▶ _STUDY QUESTIONS_:
**A.** List the titles of the books whose reviews are named in the headings at the top of the book review page.
**B.** According to the review of Burning Roses, how many pages long is the novelette?
**C.** Write the next part of the Burning Roses review, picking up after its final sentence.

▶ _READING PASSAGE_:
Book Review: The Great Godden
Book Review: The Testaments by Margaret Atwood

Book Review: Burning Roses by S. L. Huang

Some sort of emotion welled within Rosa, flowing out with her tears like an unchecked mountain spring—not gladness, exactly, and not unlike a heart-stopping fear, but also something very much like hope.

I have been thinking about my mom a lot over the past week, likely because it was recently her birthday. Trying to make sense of things, of how our relationship changed over time, of what I could have done differently, of what I wish she would’ve been able to do differently. And also just snippets of good memories. I saw one of her closest friends at Costco and I learned a truth about my family that continues to gnaw at me (in a sardonic sort of way…I could only respond to this by thinking of course. Of course.) I dreamed about her once (but since her death my dreams of her have never been peaceful or good; instead, she is somehow alive and furious at me for thinking she could ever die, let alone sending her body to the morgue, and for getting rid of all of her stuff and selling her house) and I made one of the cakes she made a lot during the summers when I was a kid. My heart felt both heavy and buoyed: conflict mixed with the good memories.

(I feel guilty that even though she is gone I am still hampered by the negative thoughts. Shouldn’t I be able to just let it all go and only remember the good things, now that she isn’t here to defend herself or to explain?)

Burning rosesSo perhaps the timing of the novelette Burning Roses by S. L. Huang arriving on my hold shelf was not coincidental.

It tells the story of two characters out of legend, Little Red Riding Hood and Hou Yi the Archer. Both women have grown larger than they began in their respective fairy tales, their stories more intricate and fully lived, dark, and troubled. Now they are each middle-aged, living together and using their respective strengths (gun, bow and arrow) to protect the villagers from whatever monsters come their way. When fire birds arrive, scorching an entire village, they set off on a quest to find the source of the birds so as to stop more from coming.

But this isn’t a book of fairy tales or of quests, even though it contains those. Instead, it is about each character dealing with the mistakes she’s made in her life and figuring out a way to try to atone for them. It is, in fact, a story about beginning to understand, when you are at the end of your usefulness as a mother, the wrong choices you made when you were actively mothering your kids.

(Which is not what I expected at all.)

This is a novelette, so very short (153 pages), and if I summed it up I might just ruin it. So instead I will say how it made me feel.

It is a book that brought me a sense of relief—peace, nearly—about both my relationship with my mom and my relationship with my own mothering.

▶ _EXTRACTED RECORDS_:
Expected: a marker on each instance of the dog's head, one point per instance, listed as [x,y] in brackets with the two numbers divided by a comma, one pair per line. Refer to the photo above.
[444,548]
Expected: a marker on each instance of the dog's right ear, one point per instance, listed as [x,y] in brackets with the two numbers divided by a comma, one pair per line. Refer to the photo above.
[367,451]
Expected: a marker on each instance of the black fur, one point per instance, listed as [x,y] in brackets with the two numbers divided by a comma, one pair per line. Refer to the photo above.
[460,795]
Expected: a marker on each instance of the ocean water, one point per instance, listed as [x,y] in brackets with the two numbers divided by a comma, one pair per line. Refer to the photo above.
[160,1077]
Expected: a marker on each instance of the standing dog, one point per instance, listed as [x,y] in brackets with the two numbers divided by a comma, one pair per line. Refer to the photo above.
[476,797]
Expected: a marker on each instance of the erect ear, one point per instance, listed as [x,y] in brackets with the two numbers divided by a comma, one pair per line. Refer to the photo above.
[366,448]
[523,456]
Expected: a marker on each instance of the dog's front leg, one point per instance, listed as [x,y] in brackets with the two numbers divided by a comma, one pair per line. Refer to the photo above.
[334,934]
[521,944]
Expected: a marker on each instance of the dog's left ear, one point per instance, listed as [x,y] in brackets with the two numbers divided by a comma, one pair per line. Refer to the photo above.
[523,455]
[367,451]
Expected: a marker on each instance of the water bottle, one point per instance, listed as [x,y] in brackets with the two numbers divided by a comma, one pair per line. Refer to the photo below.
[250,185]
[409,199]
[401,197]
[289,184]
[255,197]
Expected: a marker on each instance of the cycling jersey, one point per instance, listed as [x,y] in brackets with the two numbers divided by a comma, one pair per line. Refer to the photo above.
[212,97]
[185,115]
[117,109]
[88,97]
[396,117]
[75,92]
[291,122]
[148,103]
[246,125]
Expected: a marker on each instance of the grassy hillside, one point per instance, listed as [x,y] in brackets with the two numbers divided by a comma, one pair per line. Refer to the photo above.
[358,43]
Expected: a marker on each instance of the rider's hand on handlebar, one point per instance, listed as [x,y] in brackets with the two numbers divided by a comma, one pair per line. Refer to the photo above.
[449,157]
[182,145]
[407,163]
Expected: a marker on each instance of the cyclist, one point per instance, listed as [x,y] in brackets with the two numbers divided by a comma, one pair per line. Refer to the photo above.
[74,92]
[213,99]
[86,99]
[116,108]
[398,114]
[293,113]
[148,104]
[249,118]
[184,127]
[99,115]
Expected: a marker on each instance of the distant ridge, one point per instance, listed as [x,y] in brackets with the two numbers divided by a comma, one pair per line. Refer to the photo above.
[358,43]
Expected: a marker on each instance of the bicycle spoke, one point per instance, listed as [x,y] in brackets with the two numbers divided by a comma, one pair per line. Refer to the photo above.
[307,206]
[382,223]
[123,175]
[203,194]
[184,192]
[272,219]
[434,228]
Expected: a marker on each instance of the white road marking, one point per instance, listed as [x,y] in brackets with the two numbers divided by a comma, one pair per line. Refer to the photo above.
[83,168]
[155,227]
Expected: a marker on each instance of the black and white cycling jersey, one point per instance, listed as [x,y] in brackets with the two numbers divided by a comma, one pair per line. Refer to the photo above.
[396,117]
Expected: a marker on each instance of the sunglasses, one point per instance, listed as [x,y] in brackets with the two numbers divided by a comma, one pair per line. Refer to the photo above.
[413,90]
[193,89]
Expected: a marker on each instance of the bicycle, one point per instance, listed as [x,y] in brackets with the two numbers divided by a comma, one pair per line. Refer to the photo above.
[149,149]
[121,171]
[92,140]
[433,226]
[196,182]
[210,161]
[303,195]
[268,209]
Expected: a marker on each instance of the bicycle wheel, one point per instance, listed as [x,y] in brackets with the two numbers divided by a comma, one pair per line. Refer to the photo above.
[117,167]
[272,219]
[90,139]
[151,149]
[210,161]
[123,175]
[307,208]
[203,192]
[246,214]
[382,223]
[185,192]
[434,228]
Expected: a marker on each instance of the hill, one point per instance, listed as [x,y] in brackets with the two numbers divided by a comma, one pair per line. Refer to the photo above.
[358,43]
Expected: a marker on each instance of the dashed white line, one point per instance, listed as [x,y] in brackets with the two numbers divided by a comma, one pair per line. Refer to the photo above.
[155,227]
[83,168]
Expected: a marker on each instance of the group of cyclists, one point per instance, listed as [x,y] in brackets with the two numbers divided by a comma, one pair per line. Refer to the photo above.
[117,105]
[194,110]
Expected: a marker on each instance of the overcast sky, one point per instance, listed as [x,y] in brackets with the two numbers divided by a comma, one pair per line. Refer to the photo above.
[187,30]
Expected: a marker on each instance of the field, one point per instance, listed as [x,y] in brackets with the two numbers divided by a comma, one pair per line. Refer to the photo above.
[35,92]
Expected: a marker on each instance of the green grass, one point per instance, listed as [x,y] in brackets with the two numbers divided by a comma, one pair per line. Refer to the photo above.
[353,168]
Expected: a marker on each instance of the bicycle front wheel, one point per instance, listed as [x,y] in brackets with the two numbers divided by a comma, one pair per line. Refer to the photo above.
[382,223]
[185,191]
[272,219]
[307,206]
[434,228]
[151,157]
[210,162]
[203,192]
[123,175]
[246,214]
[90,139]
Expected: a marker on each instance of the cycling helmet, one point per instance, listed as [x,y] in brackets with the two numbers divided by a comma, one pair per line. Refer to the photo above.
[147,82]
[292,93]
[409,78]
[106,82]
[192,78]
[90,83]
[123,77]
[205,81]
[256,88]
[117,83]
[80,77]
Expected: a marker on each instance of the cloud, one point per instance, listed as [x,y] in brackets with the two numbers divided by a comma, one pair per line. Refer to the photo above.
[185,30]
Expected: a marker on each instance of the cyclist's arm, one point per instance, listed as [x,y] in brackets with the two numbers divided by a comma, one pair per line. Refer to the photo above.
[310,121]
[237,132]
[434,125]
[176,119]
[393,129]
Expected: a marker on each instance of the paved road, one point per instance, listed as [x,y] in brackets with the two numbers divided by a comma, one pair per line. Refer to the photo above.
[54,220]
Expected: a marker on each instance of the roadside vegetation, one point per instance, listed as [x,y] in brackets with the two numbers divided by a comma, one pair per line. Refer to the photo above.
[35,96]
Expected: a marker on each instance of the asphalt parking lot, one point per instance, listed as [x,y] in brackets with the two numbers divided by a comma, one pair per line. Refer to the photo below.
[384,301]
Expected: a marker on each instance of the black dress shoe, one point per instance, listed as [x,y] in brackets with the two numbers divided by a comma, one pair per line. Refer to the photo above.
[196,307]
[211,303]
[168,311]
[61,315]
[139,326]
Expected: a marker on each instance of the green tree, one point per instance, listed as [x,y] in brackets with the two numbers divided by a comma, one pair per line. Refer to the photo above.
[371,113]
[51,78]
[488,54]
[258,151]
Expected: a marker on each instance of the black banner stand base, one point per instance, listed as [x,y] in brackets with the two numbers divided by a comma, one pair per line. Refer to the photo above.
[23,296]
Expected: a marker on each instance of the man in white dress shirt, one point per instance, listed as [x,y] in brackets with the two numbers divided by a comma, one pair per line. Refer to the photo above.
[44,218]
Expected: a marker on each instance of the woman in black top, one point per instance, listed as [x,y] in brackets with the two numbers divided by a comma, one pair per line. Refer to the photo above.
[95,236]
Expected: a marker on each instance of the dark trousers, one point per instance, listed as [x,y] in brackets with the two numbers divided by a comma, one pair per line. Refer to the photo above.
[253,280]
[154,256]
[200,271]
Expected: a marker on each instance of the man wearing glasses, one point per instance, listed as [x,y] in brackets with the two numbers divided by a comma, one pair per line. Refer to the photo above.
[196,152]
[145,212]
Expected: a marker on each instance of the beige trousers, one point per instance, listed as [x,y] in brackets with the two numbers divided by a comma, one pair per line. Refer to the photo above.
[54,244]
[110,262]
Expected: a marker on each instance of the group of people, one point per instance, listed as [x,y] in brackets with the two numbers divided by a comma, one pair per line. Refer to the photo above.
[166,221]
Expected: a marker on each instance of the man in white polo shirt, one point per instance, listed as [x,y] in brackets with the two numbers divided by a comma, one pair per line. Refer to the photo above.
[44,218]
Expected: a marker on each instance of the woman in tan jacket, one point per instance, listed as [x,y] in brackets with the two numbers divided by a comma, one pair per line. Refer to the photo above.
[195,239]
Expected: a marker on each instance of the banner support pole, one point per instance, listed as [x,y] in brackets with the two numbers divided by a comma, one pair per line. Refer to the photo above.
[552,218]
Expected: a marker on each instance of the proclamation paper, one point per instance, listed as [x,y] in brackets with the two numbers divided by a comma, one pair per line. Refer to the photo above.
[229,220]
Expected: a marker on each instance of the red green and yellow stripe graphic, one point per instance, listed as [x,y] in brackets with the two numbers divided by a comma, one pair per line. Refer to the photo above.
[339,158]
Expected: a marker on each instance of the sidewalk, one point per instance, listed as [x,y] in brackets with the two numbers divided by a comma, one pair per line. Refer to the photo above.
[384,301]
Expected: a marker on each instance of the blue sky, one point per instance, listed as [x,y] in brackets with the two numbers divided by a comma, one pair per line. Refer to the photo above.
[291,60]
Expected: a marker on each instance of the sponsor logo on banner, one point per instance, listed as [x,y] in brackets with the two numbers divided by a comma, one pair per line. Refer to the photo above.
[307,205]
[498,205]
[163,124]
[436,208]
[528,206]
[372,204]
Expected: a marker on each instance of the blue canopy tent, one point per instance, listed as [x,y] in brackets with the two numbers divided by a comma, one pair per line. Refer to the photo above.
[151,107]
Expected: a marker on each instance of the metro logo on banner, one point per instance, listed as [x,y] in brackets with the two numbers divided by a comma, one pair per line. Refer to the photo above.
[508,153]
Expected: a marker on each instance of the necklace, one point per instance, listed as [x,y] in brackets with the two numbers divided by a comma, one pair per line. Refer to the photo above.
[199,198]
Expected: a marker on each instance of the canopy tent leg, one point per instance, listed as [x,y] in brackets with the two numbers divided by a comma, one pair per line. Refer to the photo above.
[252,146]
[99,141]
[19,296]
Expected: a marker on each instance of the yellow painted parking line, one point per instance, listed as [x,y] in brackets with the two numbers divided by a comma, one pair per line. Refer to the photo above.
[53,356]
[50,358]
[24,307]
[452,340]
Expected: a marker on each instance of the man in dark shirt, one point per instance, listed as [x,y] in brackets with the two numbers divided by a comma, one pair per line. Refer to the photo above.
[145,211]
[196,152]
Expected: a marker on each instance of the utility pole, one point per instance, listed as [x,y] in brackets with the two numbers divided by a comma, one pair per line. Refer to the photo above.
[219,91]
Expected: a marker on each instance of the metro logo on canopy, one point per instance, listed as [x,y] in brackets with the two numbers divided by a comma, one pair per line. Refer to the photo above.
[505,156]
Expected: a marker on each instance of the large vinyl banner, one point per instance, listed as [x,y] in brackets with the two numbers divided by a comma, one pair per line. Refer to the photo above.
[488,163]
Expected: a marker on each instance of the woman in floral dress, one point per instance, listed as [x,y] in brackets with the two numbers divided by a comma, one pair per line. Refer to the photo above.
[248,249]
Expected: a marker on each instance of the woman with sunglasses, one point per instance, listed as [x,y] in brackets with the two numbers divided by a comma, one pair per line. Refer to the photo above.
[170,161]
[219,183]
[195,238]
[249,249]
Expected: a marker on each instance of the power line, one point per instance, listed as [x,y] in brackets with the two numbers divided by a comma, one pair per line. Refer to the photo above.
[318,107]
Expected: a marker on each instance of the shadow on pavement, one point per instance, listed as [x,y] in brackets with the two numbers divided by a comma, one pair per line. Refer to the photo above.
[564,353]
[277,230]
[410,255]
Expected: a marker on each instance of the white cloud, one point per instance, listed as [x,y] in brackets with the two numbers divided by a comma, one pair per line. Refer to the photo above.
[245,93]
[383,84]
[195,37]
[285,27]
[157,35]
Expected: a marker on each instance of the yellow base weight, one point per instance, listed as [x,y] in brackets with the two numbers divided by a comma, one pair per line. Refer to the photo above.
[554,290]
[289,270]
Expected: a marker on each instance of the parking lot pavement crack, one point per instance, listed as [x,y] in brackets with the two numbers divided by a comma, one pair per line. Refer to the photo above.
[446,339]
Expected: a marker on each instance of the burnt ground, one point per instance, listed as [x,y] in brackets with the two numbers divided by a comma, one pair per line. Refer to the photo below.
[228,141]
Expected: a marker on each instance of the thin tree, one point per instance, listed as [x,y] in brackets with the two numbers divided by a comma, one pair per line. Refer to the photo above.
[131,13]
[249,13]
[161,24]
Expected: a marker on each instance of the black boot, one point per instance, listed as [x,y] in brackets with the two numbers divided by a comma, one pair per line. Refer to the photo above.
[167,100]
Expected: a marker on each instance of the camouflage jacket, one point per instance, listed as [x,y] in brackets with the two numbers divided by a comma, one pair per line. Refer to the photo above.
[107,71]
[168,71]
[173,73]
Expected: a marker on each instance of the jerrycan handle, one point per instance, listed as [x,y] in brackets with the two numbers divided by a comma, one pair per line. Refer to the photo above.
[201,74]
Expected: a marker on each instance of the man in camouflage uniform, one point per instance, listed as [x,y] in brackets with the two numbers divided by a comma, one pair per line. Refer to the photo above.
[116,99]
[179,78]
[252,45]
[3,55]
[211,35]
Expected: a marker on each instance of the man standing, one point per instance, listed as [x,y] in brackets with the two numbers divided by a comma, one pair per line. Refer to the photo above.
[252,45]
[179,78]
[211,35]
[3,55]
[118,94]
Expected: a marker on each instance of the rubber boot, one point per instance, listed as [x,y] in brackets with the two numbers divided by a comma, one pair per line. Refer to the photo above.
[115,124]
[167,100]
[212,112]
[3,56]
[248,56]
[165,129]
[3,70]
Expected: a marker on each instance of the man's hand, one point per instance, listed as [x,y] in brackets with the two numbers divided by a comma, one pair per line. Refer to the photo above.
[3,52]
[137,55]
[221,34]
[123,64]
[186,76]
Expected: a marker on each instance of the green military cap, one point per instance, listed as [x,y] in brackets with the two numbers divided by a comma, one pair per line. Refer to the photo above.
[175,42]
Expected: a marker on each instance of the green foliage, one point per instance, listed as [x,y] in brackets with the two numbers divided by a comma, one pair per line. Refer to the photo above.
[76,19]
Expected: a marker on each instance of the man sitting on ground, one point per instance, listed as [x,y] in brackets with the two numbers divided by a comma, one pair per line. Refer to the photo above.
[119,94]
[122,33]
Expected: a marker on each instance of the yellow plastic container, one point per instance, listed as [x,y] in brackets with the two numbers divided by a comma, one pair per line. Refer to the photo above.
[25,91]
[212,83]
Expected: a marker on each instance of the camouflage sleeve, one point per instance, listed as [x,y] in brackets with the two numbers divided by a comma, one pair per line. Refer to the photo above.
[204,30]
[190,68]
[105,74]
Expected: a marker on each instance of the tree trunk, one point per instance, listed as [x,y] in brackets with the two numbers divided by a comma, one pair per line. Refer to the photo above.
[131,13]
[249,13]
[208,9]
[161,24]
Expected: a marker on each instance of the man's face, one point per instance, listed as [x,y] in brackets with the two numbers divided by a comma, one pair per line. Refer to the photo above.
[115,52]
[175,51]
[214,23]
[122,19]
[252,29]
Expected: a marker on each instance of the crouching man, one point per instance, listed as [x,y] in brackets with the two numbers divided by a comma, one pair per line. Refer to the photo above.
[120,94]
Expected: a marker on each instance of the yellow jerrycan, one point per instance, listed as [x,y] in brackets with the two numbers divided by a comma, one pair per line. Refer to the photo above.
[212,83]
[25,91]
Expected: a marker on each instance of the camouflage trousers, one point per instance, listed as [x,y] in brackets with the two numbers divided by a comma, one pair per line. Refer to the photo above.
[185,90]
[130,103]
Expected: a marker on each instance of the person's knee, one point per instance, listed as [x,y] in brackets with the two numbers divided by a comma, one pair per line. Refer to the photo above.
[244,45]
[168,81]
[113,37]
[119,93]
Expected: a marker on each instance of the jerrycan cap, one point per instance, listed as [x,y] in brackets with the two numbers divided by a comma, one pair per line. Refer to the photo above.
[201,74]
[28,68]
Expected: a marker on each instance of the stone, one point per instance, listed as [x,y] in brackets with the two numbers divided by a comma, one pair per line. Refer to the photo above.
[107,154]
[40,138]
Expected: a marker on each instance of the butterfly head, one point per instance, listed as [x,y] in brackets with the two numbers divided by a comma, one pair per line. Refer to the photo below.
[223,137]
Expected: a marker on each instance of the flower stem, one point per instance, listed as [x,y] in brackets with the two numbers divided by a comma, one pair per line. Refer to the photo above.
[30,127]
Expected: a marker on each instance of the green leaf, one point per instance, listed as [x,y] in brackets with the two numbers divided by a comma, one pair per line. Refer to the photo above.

▶ _ANSWER SECTION_:
**A.**
The Great Godden
The Testaments
Burning Roses

**B.** 153 pages.

**C.**
Because isn’t it so deeply entwined, the way your mom mothered you, the way you mother your own children. You learn how to be a mom, in part, by the woman who mothered you. And I believe we all have things that we think “I’m going to do this differently than my mom did.” When I first had Haley, I knew I would be a fantastic mom. I would give her exactly what I had needed but not received as a child. And of course, as the years went by and I did my best, I made mistake after mistake anyway. I was an imperfect mother raised by an imperfect mother. “She’d regretted every toxic part of herself and her past with vicious self-loathing,” Rosa realizes, which is a realization I have had about myself as well. I didn’t want to be toxic, to make mistakes, to cause any damage, but I still did.

Maybe my own mom also had that regret.

“Love, even more than hate, could always sharpen anger to the keenest of points.” If I didn’t love my mom, I wouldn’t have this anger still with me. Actual love must be about the whole person, not just the good parts; it has to be about knowing—seeing—the flaws, too, but carrying on anyway, and that is complicated and messy. Anger follows. Even after they are gone, or at least for me.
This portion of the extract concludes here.